**Aufgaben**
1. Erklären Sie anhand des Forenthreads zum JAXB2-Plugin, warum die Konfiguration mit „<schemaDirectory>http://mycompany.com/</schemaDirectory>“ scheitert. Antworten Sie in ein bis drei Sätzen.
2. Nennen Sie alle Elemente, die im Forenthread zum JAXB2-Plugin direkt innerhalb von „<plugin>“ stehen.
3. Geben Sie aus dem Forenthread zum JAXB2-Plugin alles von „schemaDirectory muss offensichtlich“ bis hinunter zu „ist das Problem.“ wieder.

**Textblock**
• • • • •
# [Maven2] maven-jaxb2-plugin - Kein absoluter Pfad für "<schemaDirectory> möglich???



## pocketom (7. Okt 2009)

Es ist echt zum Mäuse melken mit dem XML Schema Zeugs. Wie mans auch macht ist es falsch. Das JAXB2 Plugin ist offenbar nicht in der Lage mit absoluten Pfaden zur XSD Quelldatei umzugehen:

[XML]
<!-- 2. Maven JAXB Plugin - generate java classes from XML schemas -->
			<plugin>
				<groupId>org.jvnet.jaxb2.maven2</groupId>
				<artifactId>maven-jaxb2-plugin</artifactId>
				<version>0.7.1</version>
				<executions>
					<execution>
						<id>generate-java-classes</id>
						<phase>generate-sources</phase>
						<goals>
							<goal>generate</goal>
						</goals>
					</execution>
				</executions>
				<configuration>
					<schemaDirectory>http://mycompany.com/</schemaDirectory>
					<schemaFiles>mySchemaFile.xsd</schemaFiles>
					<generateDirectory>${basedir}/src/main/java</generateDirectory>
				</configuration>
			</plugin> 
[/XML]

Resultat:

_
[ERROR] FATAL ERROR
[INFO] ------------------------------------------------------------------------
[INFO] basedir C:\Dokumente und Einstellungen\myaccount\workspace\myproject\*http:\\mycompany.com\* does not exist
_

Ich glaub ich krieg langsam echt nen Vogel!

Gibt's da Abhilfe?


----------



## maki (7. Okt 2009)

> Ich glaub ich krieg langsam echt nen Vogel!
> 
> Gibt's da Abhilfe?


schemaDirectory muss offensichtlich ein Verzeichniss sein, du übergibst allerdings eine URL.


----------



## pocketom (8. Okt 2009)

Jap. Genau das ist das Problem.

[Edit]  xjc [-options ...] <schema file/*URL*/dir/jar>

Funktioniert einwandfrei. Habe das jetzt als Ant Task eingebaut und verzichte somit einfach auf das Maven-Plugin.


----------
• • • • •
**Daten**
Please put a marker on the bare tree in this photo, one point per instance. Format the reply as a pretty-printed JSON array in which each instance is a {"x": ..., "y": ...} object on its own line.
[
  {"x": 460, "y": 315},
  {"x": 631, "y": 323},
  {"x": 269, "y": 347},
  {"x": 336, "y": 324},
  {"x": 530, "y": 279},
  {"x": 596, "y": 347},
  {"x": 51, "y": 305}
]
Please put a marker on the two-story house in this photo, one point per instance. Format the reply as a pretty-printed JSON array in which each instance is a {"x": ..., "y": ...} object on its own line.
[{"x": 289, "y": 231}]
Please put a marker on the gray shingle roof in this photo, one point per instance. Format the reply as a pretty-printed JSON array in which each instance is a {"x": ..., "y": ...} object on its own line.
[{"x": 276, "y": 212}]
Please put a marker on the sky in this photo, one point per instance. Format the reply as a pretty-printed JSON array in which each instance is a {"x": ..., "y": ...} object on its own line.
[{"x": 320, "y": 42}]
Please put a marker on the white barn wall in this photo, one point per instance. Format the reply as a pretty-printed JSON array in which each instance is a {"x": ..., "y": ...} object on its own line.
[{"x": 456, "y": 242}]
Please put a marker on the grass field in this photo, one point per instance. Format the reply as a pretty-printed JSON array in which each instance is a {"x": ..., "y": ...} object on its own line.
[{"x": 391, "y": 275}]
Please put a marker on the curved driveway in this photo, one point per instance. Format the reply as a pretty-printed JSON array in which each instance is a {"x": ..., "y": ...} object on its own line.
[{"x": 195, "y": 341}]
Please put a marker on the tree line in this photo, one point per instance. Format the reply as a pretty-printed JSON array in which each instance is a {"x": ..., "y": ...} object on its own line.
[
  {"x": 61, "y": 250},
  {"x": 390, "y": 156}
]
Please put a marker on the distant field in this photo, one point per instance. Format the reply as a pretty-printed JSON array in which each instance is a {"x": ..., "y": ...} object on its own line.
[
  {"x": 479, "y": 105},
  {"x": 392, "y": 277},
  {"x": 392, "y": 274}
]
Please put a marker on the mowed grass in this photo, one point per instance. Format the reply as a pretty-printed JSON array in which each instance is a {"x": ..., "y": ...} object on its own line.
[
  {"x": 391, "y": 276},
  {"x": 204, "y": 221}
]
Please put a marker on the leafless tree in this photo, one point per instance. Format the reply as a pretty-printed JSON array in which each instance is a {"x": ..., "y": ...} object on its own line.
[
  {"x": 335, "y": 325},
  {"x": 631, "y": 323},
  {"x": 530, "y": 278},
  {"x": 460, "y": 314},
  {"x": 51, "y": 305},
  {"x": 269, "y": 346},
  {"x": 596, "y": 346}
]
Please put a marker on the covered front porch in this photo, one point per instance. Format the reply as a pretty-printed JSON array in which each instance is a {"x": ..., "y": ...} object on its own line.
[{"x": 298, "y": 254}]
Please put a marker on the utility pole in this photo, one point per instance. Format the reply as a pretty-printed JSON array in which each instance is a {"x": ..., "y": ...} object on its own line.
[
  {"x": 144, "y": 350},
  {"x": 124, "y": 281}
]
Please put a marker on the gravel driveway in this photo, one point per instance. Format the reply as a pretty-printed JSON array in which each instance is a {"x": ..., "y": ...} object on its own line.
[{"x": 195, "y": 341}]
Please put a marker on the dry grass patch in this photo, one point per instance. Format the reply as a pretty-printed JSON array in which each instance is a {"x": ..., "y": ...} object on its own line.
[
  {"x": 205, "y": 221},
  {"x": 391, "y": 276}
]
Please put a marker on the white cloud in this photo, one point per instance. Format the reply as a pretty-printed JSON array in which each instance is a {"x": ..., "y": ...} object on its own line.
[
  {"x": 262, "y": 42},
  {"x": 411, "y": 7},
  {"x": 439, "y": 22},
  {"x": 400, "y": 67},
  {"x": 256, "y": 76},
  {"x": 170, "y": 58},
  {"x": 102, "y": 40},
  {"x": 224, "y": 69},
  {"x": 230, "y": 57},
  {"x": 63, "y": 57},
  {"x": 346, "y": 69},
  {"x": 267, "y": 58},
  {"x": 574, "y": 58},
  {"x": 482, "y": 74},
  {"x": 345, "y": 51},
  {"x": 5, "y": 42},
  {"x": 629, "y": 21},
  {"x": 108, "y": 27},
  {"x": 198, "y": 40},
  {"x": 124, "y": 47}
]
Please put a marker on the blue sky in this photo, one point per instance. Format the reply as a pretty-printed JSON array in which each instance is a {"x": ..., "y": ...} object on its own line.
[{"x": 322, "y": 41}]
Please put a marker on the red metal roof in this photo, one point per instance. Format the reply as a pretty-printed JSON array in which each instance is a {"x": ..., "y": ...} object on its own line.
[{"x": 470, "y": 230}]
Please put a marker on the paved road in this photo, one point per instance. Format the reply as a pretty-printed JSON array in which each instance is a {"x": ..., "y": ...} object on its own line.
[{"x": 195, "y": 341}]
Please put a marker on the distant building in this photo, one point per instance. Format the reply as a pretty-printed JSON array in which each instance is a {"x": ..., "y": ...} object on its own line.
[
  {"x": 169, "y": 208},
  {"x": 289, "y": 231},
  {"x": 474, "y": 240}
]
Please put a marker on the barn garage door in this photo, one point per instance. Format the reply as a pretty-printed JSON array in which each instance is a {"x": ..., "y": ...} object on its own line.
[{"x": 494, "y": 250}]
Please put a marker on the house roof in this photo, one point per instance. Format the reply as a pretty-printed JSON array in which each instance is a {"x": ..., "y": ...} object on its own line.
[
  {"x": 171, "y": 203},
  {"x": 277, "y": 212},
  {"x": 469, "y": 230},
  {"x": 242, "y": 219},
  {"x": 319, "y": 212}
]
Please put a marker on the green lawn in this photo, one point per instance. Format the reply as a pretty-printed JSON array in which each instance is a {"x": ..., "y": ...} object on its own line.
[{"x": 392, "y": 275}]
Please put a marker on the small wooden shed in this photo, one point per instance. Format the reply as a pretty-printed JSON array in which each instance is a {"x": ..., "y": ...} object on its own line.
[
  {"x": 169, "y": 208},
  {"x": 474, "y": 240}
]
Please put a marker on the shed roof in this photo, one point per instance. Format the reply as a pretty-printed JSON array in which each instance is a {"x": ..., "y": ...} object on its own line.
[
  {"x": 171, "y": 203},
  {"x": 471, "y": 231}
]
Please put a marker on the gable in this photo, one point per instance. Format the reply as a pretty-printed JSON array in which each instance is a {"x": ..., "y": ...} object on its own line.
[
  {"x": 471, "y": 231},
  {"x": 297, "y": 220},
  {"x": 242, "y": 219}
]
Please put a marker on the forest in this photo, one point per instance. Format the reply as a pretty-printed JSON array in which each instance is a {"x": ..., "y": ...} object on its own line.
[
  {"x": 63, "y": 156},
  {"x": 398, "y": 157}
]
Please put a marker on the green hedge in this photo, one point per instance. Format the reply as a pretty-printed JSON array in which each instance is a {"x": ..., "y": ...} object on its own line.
• • • • •
**Lösungen**
1. Das Element schemaDirectory muss ein Verzeichnis angeben. In der Konfiguration wird dort aber eine URL übergeben.

2. groupId, artifactId, version, executions, configuration

3.
schemaDirectory muss offensichtlich ein Verzeichniss sein, du übergibst allerdings eine URL.


----------



## pocketom (8. Okt 2009)

Jap. Genau das ist das Problem.